§ Task statement: Please restate exactly the lines from the one holding "Target: small stone" to the end of the material, including both ends and excluding every picture.

§ Records for this exercise:

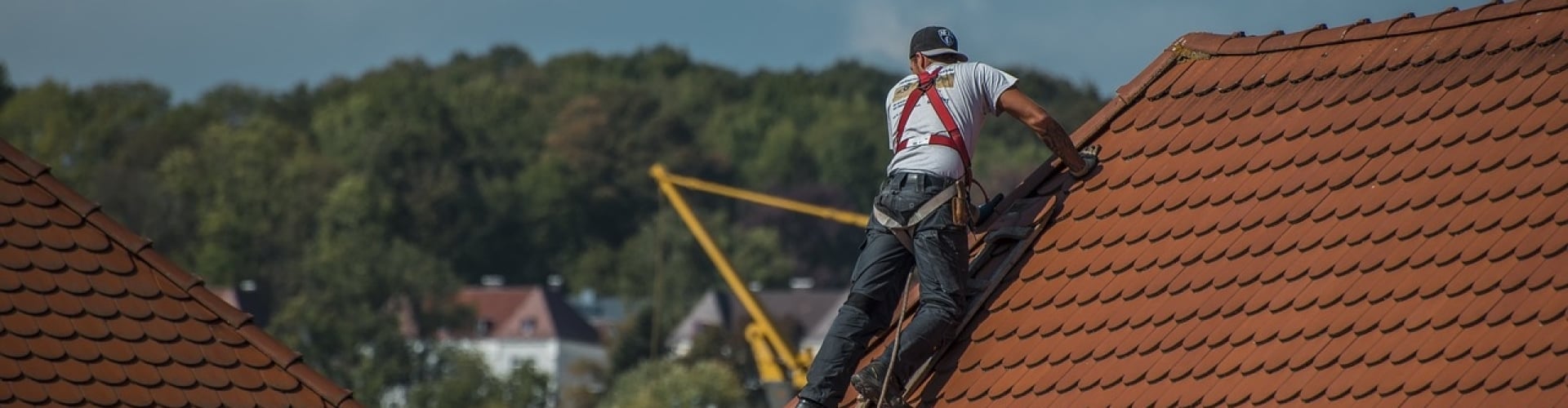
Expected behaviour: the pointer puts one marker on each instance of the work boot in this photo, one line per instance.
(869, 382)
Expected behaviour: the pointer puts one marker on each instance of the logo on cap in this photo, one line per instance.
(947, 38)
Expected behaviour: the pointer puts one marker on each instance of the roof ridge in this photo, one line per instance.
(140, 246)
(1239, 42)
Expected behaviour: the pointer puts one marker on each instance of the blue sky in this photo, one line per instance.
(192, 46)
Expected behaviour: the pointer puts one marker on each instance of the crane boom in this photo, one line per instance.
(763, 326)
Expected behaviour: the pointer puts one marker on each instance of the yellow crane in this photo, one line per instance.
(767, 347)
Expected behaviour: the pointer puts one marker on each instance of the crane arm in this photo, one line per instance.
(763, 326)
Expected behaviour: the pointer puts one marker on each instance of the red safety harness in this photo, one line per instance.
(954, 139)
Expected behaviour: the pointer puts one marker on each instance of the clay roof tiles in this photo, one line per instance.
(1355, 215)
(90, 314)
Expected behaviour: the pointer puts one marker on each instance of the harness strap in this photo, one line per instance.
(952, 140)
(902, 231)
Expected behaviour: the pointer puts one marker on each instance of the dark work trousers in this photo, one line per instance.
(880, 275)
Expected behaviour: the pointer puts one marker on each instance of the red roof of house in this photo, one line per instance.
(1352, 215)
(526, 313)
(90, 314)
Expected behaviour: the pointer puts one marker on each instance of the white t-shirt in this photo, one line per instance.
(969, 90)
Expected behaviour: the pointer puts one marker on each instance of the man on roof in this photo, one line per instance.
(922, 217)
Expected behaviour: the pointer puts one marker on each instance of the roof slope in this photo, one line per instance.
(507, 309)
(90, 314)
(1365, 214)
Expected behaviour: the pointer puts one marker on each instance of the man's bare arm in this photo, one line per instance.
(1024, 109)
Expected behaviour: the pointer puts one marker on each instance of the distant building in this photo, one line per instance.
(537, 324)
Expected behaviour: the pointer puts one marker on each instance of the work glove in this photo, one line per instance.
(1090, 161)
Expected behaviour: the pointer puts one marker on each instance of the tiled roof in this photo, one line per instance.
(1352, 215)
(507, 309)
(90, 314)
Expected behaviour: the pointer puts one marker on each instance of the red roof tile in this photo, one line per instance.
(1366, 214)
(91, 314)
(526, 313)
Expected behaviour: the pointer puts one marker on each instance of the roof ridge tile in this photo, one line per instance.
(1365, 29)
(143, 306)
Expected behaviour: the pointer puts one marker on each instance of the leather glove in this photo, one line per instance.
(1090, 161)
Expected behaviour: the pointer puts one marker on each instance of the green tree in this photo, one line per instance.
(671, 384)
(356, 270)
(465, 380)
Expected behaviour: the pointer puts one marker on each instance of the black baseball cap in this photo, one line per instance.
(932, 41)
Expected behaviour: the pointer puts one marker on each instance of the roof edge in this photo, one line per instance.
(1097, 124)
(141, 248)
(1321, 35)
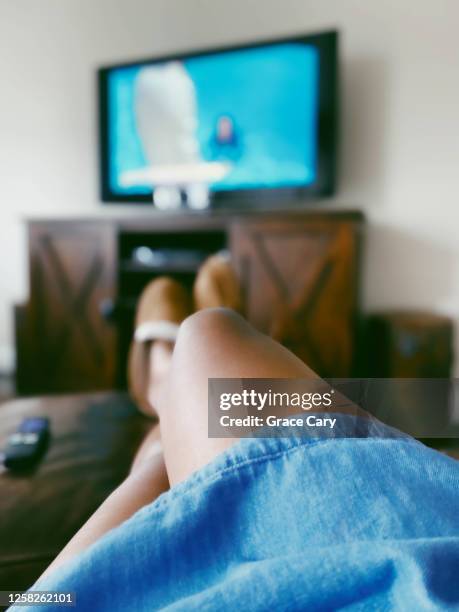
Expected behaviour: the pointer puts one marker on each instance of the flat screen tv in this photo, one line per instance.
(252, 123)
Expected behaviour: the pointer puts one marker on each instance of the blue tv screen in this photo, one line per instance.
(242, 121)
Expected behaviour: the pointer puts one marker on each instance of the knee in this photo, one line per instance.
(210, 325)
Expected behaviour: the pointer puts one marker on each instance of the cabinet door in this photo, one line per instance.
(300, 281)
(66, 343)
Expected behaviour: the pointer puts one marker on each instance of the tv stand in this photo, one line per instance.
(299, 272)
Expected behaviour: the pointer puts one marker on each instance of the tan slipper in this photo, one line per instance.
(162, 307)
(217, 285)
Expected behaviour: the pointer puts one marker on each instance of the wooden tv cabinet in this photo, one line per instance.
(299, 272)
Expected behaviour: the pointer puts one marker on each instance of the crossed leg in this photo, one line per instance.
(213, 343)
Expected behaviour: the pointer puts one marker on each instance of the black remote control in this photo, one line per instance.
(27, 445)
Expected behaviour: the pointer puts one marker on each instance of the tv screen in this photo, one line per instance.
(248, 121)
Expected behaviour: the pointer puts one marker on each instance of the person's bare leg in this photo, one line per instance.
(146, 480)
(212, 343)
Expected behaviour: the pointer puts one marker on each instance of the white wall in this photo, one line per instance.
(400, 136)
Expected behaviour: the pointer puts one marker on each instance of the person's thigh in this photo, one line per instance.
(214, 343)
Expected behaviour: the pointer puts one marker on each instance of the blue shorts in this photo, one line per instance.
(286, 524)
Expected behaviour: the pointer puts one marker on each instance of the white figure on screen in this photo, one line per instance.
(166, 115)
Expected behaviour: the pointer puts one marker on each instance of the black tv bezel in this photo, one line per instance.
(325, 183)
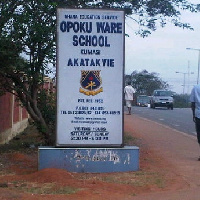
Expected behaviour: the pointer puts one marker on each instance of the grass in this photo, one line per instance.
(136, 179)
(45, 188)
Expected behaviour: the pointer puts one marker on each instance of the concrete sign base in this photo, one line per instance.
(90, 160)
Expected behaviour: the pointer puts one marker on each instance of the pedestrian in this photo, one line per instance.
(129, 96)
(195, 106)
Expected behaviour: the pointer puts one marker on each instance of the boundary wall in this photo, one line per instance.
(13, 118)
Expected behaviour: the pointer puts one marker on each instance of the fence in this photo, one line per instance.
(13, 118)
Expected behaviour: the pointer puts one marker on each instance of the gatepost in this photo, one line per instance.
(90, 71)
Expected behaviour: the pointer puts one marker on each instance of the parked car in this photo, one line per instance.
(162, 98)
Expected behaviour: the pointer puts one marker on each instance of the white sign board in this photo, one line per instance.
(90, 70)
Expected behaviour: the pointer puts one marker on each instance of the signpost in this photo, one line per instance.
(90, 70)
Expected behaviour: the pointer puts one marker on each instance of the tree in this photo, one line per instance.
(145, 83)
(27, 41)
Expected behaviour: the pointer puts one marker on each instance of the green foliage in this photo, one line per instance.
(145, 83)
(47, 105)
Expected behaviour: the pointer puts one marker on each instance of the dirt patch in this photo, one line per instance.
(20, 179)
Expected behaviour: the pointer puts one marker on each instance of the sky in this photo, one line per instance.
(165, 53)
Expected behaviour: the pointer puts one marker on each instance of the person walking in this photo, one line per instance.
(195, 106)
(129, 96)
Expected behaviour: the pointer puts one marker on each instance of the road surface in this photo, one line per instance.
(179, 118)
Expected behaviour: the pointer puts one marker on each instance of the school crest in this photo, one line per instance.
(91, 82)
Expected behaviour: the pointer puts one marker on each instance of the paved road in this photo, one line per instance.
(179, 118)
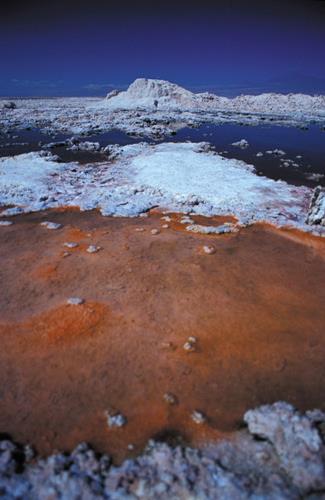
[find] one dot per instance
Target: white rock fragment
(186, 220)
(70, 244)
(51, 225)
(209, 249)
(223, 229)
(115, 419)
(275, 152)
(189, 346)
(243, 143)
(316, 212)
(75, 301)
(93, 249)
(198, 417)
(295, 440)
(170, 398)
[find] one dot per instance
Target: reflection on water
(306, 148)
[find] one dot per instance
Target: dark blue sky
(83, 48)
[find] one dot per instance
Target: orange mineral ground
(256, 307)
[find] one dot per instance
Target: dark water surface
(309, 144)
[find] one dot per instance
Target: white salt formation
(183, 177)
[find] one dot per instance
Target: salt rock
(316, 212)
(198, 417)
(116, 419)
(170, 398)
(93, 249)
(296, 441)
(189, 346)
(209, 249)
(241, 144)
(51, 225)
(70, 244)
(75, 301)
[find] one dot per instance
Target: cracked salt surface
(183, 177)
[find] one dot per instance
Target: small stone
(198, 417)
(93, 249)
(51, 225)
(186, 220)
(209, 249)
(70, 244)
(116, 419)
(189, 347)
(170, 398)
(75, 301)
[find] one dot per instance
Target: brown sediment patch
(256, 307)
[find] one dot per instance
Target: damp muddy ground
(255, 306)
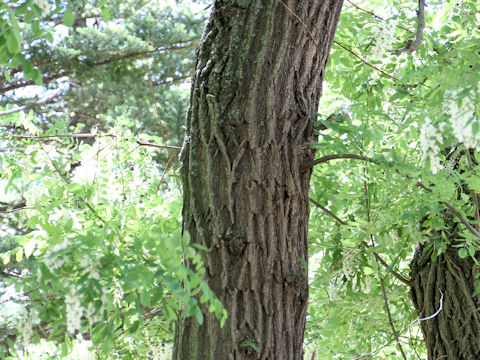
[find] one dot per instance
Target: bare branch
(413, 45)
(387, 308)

§ Your response:
Target: small stone
(198, 417)
(93, 249)
(51, 225)
(186, 220)
(209, 249)
(70, 244)
(116, 419)
(189, 347)
(170, 398)
(75, 301)
[find] one dot per instance
Target: brown sediment patch
(256, 307)
[find] one dot per instance
Target: damp muddy ground
(255, 306)
[find] one dot per instance
Target: bare branch
(413, 45)
(387, 308)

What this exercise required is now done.